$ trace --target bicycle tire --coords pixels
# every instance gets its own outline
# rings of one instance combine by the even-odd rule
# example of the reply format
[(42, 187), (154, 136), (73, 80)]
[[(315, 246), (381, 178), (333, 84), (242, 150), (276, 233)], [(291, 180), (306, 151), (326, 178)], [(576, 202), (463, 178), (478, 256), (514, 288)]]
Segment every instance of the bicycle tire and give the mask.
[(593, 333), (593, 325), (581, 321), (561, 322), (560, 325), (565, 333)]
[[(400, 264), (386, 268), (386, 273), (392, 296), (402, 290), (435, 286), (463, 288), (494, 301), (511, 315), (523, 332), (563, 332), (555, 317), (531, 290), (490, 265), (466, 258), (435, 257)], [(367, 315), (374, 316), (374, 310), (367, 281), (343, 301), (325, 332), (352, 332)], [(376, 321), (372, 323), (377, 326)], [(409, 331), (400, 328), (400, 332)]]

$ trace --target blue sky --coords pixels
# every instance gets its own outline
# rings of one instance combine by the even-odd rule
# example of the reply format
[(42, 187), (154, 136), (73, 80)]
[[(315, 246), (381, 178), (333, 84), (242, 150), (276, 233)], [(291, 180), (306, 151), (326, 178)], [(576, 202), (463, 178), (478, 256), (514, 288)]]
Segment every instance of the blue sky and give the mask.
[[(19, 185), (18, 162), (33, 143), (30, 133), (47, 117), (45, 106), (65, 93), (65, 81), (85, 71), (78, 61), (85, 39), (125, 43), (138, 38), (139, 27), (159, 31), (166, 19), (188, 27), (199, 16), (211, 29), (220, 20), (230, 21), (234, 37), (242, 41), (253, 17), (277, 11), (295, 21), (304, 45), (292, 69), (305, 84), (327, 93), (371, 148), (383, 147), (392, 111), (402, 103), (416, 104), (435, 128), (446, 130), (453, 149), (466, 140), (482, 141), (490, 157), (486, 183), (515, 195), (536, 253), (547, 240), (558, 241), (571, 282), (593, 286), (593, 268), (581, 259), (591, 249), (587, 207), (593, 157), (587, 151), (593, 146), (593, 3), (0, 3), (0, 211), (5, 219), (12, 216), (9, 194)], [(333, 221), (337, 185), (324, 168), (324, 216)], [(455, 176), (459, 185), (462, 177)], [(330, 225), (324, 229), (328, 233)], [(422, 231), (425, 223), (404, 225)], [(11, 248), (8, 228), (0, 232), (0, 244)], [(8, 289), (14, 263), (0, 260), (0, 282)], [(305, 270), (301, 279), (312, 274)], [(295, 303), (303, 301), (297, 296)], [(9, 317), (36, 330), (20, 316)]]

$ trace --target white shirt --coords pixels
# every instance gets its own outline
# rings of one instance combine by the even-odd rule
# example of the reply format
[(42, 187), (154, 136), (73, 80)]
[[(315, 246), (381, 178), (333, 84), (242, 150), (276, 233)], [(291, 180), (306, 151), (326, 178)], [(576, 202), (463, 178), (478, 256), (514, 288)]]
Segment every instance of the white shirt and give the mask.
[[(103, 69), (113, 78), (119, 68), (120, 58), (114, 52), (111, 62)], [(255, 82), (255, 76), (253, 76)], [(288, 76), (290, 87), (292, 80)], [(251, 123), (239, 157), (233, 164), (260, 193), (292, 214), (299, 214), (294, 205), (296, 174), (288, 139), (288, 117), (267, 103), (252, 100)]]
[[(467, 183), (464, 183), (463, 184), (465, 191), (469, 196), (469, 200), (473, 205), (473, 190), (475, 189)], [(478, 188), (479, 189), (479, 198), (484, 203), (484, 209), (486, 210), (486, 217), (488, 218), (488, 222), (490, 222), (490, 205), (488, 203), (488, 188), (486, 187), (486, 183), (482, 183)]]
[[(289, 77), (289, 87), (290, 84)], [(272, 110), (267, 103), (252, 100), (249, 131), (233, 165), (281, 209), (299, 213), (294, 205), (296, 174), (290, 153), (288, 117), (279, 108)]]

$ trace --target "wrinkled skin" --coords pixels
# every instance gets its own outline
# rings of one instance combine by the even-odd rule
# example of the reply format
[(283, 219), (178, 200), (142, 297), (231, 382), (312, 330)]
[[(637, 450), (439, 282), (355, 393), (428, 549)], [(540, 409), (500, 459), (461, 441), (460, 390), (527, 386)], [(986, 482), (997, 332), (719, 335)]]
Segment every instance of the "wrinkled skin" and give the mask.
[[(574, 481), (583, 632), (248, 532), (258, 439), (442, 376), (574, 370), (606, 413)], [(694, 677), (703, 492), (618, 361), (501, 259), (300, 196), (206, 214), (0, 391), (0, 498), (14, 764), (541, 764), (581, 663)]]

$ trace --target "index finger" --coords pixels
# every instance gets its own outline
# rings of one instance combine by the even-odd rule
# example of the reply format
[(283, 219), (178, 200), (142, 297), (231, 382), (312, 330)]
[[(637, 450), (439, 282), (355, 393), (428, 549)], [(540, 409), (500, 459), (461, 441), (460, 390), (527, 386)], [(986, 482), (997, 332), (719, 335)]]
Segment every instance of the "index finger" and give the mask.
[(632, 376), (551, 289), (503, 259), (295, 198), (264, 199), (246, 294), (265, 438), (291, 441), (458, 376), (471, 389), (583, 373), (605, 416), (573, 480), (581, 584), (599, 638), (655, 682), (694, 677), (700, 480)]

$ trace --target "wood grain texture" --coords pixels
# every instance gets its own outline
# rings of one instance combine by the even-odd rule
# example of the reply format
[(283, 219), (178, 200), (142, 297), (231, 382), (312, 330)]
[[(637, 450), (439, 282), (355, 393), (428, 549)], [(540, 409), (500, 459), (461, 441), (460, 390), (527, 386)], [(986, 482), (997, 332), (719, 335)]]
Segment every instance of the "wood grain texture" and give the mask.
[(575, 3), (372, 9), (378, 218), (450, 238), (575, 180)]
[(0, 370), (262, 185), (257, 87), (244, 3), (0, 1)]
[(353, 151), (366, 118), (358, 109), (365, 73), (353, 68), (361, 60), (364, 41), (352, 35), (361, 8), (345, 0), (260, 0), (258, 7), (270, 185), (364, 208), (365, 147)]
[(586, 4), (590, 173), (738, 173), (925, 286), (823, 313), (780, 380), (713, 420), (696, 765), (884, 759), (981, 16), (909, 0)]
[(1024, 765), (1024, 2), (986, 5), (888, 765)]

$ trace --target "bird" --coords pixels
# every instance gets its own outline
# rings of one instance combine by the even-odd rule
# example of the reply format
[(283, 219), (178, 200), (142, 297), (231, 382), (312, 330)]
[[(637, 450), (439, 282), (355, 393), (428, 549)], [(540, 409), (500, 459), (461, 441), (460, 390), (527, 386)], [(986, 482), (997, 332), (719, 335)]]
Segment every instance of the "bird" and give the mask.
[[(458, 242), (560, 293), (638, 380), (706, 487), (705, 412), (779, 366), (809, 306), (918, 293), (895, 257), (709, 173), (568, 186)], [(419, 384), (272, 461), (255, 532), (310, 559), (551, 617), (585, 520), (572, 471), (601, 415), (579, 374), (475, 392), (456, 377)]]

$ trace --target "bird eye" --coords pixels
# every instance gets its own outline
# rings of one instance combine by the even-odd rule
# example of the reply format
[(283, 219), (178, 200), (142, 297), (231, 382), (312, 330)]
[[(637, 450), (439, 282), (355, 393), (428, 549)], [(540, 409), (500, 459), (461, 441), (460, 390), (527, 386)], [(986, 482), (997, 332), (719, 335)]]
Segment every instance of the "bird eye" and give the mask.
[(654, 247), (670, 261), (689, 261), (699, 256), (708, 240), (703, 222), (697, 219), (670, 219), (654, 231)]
■ ■ ■ ■ ■
§ **The problem**: Format the records, from the first line up to and including the line containing "325), (565, 333)]", as a Markdown table with a Row column for the row number and a Line column for the line itself. Leave out any blank lines.

§ **Solution for this task**:
| Row | Line |
|---|---|
| 1 | $ trace --target bicycle tire --coords pixels |
| 2 | # every instance gets its own outline |
| 3 | # rings of one instance combine by the even-odd rule |
| 4 | # example of the reply format |
| 5 | [(42, 187), (154, 136), (73, 80)] |
| 6 | [[(315, 246), (381, 178), (333, 84), (242, 150), (276, 233)], [(291, 180), (306, 151), (326, 178)], [(576, 202), (463, 178), (478, 256), (514, 288)]] |
| 7 | Segment every instance of the bicycle tire and give the mask. |
| 8 | [(593, 333), (593, 325), (581, 321), (561, 322), (560, 325), (565, 333)] |